**Given data**
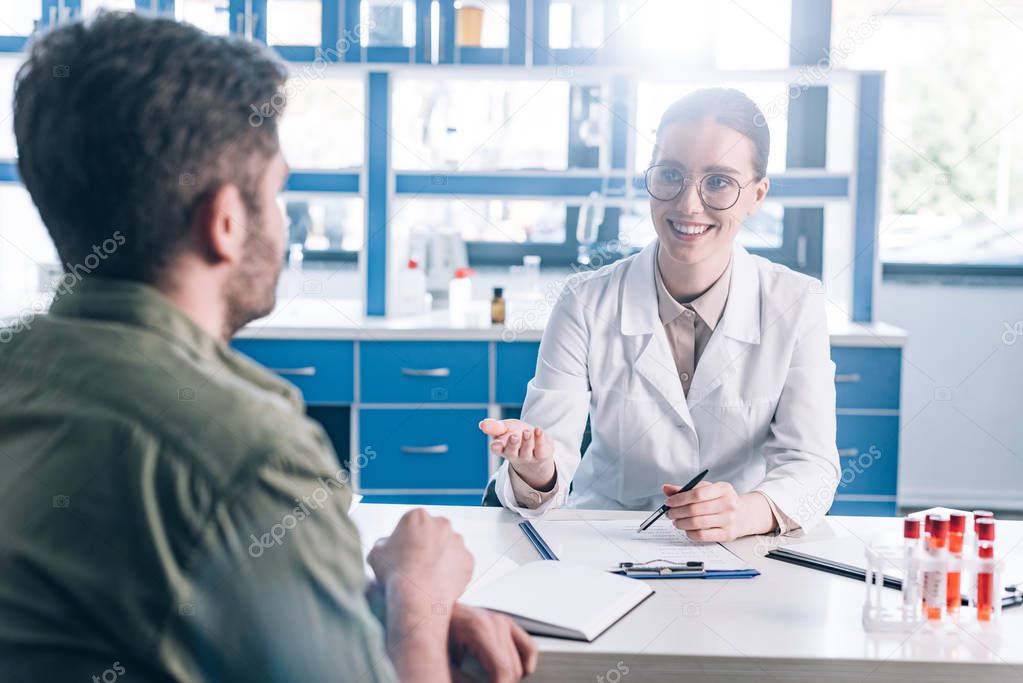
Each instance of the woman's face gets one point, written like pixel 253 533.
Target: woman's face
pixel 688 231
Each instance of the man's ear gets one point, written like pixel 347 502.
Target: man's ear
pixel 220 224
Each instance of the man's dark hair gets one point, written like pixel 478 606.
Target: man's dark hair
pixel 729 107
pixel 127 123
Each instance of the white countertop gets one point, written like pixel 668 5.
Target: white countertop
pixel 318 318
pixel 790 623
pixel 305 318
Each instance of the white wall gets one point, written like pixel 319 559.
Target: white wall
pixel 962 413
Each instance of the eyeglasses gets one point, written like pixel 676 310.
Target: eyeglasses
pixel 716 190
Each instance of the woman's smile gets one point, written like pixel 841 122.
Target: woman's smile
pixel 688 231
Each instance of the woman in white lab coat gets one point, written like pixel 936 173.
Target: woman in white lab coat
pixel 690 355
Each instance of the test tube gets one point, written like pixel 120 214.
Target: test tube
pixel 977 516
pixel 985 573
pixel 953 592
pixel 910 577
pixel 935 583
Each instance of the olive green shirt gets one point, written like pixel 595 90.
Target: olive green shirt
pixel 169 512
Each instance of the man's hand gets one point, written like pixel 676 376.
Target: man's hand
pixel 713 511
pixel 528 449
pixel 424 558
pixel 504 651
pixel 424 566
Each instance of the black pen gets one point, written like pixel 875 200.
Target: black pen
pixel 664 508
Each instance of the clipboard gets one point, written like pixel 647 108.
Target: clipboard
pixel 653 568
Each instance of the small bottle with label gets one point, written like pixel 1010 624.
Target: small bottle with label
pixel 497 307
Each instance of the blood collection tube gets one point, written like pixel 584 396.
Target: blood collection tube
pixel 934 576
pixel 957 529
pixel 923 546
pixel 985 573
pixel 910 577
pixel 977 516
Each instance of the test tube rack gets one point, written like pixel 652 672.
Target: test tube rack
pixel 888 610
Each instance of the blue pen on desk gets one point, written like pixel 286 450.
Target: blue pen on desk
pixel 664 508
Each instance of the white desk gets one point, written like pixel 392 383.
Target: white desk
pixel 790 624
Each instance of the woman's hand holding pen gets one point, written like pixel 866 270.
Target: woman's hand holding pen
pixel 528 449
pixel 714 511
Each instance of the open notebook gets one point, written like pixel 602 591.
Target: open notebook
pixel 605 544
pixel 560 598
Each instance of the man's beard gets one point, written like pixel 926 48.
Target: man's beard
pixel 251 292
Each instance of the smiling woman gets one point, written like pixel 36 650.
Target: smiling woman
pixel 723 357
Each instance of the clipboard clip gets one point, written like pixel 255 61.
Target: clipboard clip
pixel 660 567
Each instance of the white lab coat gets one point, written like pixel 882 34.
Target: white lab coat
pixel 760 412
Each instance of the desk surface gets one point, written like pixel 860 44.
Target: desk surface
pixel 307 318
pixel 788 624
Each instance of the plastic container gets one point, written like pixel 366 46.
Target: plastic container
pixel 460 292
pixel 410 296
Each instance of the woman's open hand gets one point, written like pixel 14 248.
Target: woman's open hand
pixel 528 449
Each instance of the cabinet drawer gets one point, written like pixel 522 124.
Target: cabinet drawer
pixel 866 377
pixel 516 366
pixel 868 450
pixel 472 500
pixel 864 508
pixel 424 372
pixel 322 369
pixel 423 449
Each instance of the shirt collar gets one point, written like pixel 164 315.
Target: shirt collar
pixel 709 306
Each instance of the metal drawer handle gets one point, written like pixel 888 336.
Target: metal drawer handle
pixel 295 372
pixel 442 448
pixel 431 372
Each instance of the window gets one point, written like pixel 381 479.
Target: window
pixel 464 125
pixel 693 33
pixel 576 24
pixel 8 67
pixel 90 7
pixel 27 254
pixel 516 221
pixel 18 18
pixel 323 125
pixel 390 23
pixel 952 179
pixel 293 21
pixel 210 15
pixel 323 223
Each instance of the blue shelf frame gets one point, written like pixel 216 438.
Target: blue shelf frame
pixel 342 41
pixel 543 54
pixel 514 54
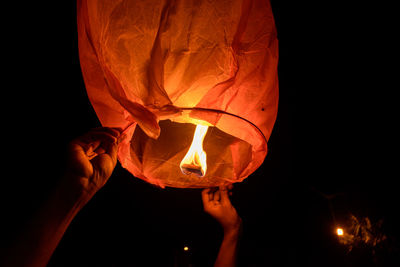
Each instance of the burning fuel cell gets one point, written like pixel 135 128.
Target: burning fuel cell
pixel 195 160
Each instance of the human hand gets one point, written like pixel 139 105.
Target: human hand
pixel 92 158
pixel 216 203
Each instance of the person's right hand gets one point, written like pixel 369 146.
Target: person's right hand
pixel 92 158
pixel 217 204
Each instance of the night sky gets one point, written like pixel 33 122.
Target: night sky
pixel 330 152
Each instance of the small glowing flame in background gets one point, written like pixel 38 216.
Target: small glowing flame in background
pixel 195 160
pixel 339 231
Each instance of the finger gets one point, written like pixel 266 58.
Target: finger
pixel 112 150
pixel 217 196
pixel 94 136
pixel 204 195
pixel 113 131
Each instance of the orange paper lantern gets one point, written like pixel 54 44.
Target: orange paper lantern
pixel 158 68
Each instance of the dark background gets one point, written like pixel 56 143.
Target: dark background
pixel 333 137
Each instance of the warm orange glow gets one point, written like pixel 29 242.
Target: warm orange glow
pixel 195 160
pixel 339 231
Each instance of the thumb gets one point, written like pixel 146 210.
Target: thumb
pixel 204 196
pixel 224 194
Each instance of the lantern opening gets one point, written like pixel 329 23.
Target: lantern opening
pixel 195 160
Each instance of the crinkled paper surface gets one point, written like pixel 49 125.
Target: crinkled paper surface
pixel 144 60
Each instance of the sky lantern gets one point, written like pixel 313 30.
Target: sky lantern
pixel 193 84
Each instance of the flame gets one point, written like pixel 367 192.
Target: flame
pixel 195 160
pixel 339 231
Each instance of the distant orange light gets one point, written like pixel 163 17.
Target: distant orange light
pixel 339 231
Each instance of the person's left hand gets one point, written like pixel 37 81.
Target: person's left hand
pixel 92 158
pixel 216 203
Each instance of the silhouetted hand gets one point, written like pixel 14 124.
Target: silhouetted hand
pixel 92 158
pixel 216 203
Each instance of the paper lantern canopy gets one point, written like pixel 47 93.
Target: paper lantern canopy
pixel 193 84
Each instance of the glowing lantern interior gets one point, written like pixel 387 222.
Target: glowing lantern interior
pixel 195 160
pixel 159 68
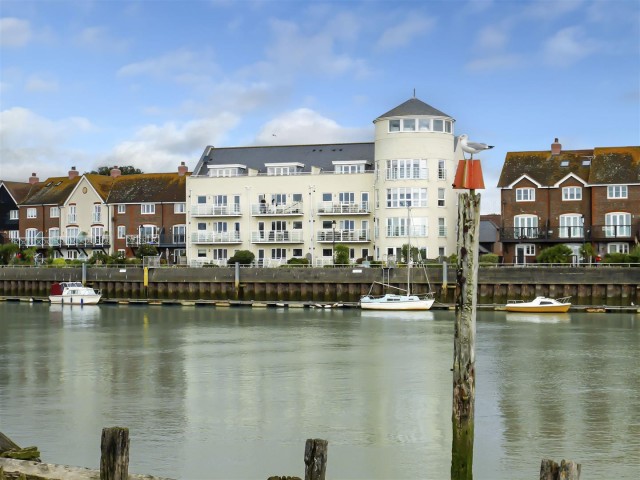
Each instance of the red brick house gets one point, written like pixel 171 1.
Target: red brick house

**What you are asked to do**
Wherever the word "brick" appears in the listing, copy the line that holds it.

**Result of this task**
Each instance of the red brick house gets one point, written like pixel 171 1.
Target: red brick house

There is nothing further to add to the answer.